ASSIGNMENT
Give back, word for word, the lines in the listing below from the one holding "x=210, y=298" down to the one holding "Mark every instance of the bridge", both ends included.

[SUPPLIED DATA — start]

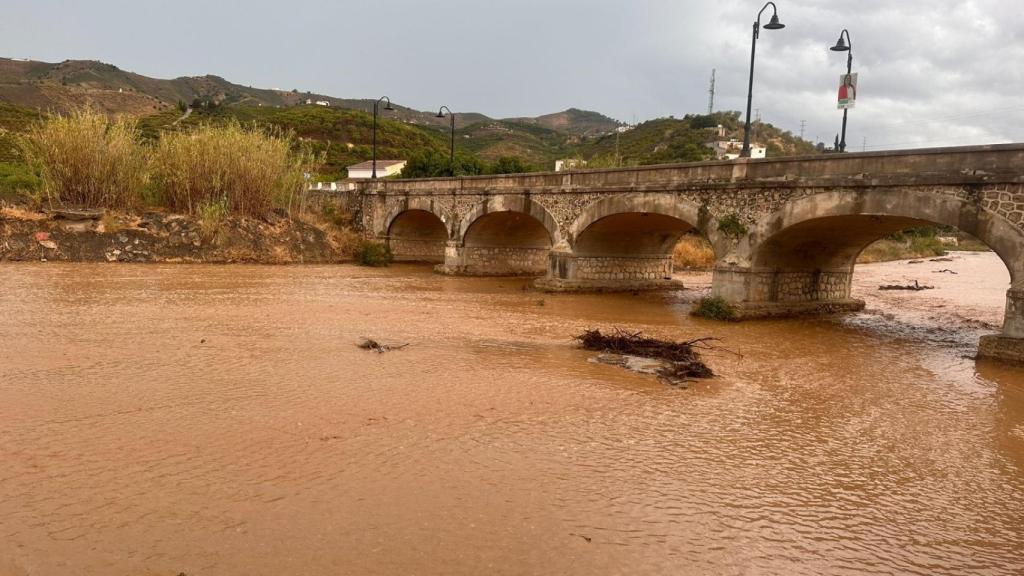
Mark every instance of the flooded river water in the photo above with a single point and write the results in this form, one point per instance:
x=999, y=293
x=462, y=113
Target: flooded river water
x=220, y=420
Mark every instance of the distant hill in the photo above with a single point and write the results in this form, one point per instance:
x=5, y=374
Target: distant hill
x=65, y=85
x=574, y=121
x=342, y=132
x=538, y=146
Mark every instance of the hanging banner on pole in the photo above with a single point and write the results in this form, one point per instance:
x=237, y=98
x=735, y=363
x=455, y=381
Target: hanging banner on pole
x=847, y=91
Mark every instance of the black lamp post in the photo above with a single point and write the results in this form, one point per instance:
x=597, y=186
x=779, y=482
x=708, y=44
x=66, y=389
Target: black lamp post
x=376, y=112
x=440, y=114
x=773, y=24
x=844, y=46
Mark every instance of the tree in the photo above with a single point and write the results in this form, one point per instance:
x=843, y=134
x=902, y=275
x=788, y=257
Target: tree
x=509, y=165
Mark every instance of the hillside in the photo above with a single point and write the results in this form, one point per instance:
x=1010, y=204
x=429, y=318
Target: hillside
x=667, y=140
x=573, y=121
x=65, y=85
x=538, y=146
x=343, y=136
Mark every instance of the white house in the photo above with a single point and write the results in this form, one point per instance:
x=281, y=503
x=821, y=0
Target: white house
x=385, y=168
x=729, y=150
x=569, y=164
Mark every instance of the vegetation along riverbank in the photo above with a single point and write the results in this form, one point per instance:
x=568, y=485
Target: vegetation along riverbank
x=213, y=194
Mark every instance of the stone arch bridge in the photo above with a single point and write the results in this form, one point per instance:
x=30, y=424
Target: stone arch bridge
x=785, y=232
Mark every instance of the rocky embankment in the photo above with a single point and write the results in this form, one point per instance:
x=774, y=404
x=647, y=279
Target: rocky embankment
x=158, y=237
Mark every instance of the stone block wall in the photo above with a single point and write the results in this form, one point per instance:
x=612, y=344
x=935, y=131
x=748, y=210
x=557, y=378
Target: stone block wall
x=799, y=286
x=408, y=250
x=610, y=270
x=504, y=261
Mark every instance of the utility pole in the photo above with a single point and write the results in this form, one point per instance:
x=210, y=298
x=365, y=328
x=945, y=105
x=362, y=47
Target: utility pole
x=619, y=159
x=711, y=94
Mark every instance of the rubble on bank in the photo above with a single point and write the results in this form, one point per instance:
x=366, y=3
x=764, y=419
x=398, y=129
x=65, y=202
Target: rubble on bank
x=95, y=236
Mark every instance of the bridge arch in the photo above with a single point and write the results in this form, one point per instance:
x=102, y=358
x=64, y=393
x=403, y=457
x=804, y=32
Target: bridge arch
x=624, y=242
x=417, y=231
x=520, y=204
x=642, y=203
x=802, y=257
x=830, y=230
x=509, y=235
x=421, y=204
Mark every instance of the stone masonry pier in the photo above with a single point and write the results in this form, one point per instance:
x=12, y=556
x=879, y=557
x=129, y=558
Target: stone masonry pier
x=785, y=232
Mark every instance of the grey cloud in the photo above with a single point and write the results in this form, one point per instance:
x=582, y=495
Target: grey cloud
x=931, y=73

[SUPPLIED DATA — finish]

YOUR SOLUTION
x=210, y=298
x=365, y=328
x=945, y=105
x=362, y=47
Target: utility pole
x=619, y=159
x=711, y=94
Mark every instance of the rubble on bank in the photo above with a single point and write the results in this form, one point per instance:
x=366, y=3
x=764, y=419
x=398, y=129
x=65, y=202
Target: rubble on bank
x=95, y=236
Mark every instance of the bridge arch in the photo above with a single point and write the results in this form, one point per instance:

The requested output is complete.